#### Lista de tarefas
a. No texto sobre Inês, por quanto tempo ela exerceu o cargo de abadessa do mosteiro?
b. Modifique o trecho do texto sobre Inês que começa em "O povo boêmio" e termina em "edificação do hospital.", substituindo "trabalhadores" por "operários".
c. Dê seguimento ao texto sobre Inês a partir do ponto em que ele termina.

#### Texto fornecido
━━━━━━━━━━━━━━━━

Com ajuda do rei, seu irmão, construiu um mosteiro para os franciscanos, outro para as irmãs clarissas e um hospital para os pobres. A direção deste último foi confiada a um sodalício por ela mesma erigido, que mais tarde daria origem aos Cônegos Regulares da Santa Cruz da Estrela Vermelha.

O povo boêmio quis ajudar nos gastos da construção. Embora o rei e a princesa recusassem todas as ofertas, muitos foram os dias em que, no final do expediente, os trabalhadores saíam às escondidas sem cobrar o seu salário, para poderem assim contribuir desinteressadamente na edificação do hospital.

Exterior do convento

Nas vias de Santa Clara de Assis

Inês ansiava, porém, seguir mais de perto aquela que seria sua mãe espiritual, sua melhor amiga, a confidente de suas virtudes e o “anjo” de sua vocação, Santa Clara de Assis.

Acompanhada de cinco jovens das principais famílias de Praga, ingressou então no mosteiro que ela mesma havia edificado às margens do Rio Moldava, para o qual a fundadora enviara cinco de suas religiosas.

O exemplo de Inês atraiu aos claustros inúmeras donzelas e fez multiplicar os conventos de clarissas na Europa. Ela professou os votos no dia de Pentecostes e, por determinação do Papa Gregório IX, teve de assumir – não sem relutar, dada a sua grande humildade – o cargo de abadessa do mosteiro, ofício que exerceu eximiamente ao longo de quarenta anos.

Embora Santa Clara não tenha se encontrado pessoalmente com sua nobre discípula, a correspondência trocada por elas testemunha o quanto se achavam unidas no mesmo ideal de santidade.

Formou-se entre as duas uma entranhada amizade, fruto do verdadeiro amor a Deus.

Religiosa exemplar, favorecida com dons místicos

Digna filha de São Francisco e de Santa Clara, procurou destacar-se na prática da humildade e da caridade, fundamentos da verdadeira pobreza. Possuía uma devoção eucarística tão profunda que chegou a inflamar desse fervor outros mosteiros da Ordem, “culminando mais tarde no desejo da comunhão cotidiana”.

━━━━━━━━━━━━━━━━

#### Dados apresentados
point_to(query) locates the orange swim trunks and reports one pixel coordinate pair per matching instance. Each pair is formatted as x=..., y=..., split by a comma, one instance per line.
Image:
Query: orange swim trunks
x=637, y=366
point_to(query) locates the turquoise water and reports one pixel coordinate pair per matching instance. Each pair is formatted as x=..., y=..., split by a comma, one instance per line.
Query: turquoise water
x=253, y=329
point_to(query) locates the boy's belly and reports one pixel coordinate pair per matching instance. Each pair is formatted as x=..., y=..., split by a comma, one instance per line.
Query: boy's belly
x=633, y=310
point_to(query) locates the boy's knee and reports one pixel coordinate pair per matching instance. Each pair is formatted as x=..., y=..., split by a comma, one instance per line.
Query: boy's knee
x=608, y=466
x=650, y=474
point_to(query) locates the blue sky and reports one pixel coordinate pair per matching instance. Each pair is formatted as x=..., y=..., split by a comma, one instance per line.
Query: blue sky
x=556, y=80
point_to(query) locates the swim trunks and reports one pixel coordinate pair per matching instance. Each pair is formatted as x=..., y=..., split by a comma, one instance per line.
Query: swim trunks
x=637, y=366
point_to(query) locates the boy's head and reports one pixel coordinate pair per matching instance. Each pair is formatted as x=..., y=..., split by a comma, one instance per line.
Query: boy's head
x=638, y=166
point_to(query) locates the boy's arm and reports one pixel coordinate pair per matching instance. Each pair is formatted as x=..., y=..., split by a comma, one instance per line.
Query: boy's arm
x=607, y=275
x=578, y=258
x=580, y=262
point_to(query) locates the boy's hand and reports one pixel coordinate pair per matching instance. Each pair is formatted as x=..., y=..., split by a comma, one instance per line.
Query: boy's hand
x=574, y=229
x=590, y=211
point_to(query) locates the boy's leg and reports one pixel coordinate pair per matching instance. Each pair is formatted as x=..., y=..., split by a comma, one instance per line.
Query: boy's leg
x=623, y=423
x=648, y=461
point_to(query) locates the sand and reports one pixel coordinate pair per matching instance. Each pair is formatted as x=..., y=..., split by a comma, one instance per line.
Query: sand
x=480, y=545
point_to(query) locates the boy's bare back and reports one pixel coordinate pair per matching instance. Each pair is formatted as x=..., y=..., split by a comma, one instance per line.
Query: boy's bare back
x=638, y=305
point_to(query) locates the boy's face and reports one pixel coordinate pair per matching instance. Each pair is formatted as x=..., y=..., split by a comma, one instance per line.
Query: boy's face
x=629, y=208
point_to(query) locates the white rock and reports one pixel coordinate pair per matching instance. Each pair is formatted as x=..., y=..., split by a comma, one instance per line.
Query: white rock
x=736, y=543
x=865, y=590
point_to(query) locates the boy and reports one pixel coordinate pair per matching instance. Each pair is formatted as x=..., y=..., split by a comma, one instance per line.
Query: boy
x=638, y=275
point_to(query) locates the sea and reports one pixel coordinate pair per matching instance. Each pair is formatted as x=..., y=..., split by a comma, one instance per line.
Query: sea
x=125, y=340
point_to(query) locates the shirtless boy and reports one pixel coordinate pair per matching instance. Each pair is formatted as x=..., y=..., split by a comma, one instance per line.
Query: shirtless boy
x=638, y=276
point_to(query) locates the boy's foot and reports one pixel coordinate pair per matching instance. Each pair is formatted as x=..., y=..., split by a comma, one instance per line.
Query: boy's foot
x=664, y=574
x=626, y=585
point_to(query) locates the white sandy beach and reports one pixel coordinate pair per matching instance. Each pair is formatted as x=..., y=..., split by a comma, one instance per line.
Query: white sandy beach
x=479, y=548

━━━━━━━━━━━━━━━━

#### Resultados esperados
a. Ao longo de quarenta anos.

b.
O povo boêmio quis ajudar nos gastos da construção. Embora o rei e a princesa recusassem todas as ofertas, muitos foram os dias em que, no final do expediente, os operários saíam às escondidas sem cobrar o seu salário, para poderem assim contribuir desinteressadamente na edificação do hospital.

c.
Agradava-lhe ficar a sós para dedicar-se à oração e contemplação, e nesses momentos era comum entrar em êxtase. E a todos dava exemplo do apostolado baseado na vida interior: “Não falava demasiado com as irmãs, mas, quando se lhes dirigia, as suas palavras eram ardentes do amor a Cristo e do desejo do Paraíso, tanto que dificilmente reprimia as lágrimas”.

Tinha a Paixão de Nosso Senhor Jesus Cristo como centro de sua piedade, e na Santa Cruz encontrava forças para suportar as enfermidades que frequentemente a afligiam. Enfrentava todos os infortúnios com a mesma resolução de ânimo com que vencera, na infância, as dificuldades surgidas para o cumprimento de sua vocação.

Em determinada ocasião, certa da proximidade de sua morte, quis receber o Viático. Todavia, uma voz interior assegurou-lhe que seria precedida na eternidade por todos os membros de sua família.

De fato, “durante a sua longa vida viu morrer o pai, diversos parentes, os irmãos e irmãs, entre estes o próprio Venceslau, que ela tinha conseguido reconciliar com o filho rebelde Premysl Otacar no seu próprio mosteiro”.

Em outra circunstância, durante o Ofício vespertino, viu misticamente o fim deste sobrinho, na época Rei Otacar II, morto durante uma batalha. E suportou igualmente, com serena confiança, a morte de Santa Clara, sua mãe espiritual.

Paciência inalterável

Sempre apoiada na graça, a santa abadessa de Praga aconselhava com sabedoria, evitando conflitos e incentivando a fidelidade de seu reino à Religião verdadeira. Porém, após a morte de Otacar II, exércitos estrangeiros invadiram a Boêmia, rompendo a boa ordem e promovendo a violência.

Naqueles momentos de caos, às portas dos mosteiros das clarissas, cujas despensas estavam angustiosamente vazias, chegavam inúmeros moribundos à procura de auxílio. Muitos eram os que morriam pela fome ou pela peste.

Foi em meio ao conturbado e instável cenário da guerra que Inês, já venerada como santa, veio a falecer. Em seus derradeiros momentos, enquanto tudo ruía à sua volta, conservou a paciência inalterável que a caracterizava.

E quando Deus a chamou a Si, ela partiu sem oferecer resistência para o Céu, onde desde a infância repousara seu virginal coração.

Inês de Praga foi canonizada pelo Papa João Paulo II em 12 de novembro de 1989.

Texto extraído, com adaptações, da Revista Arautos do Evangelho n. 219, março 2020.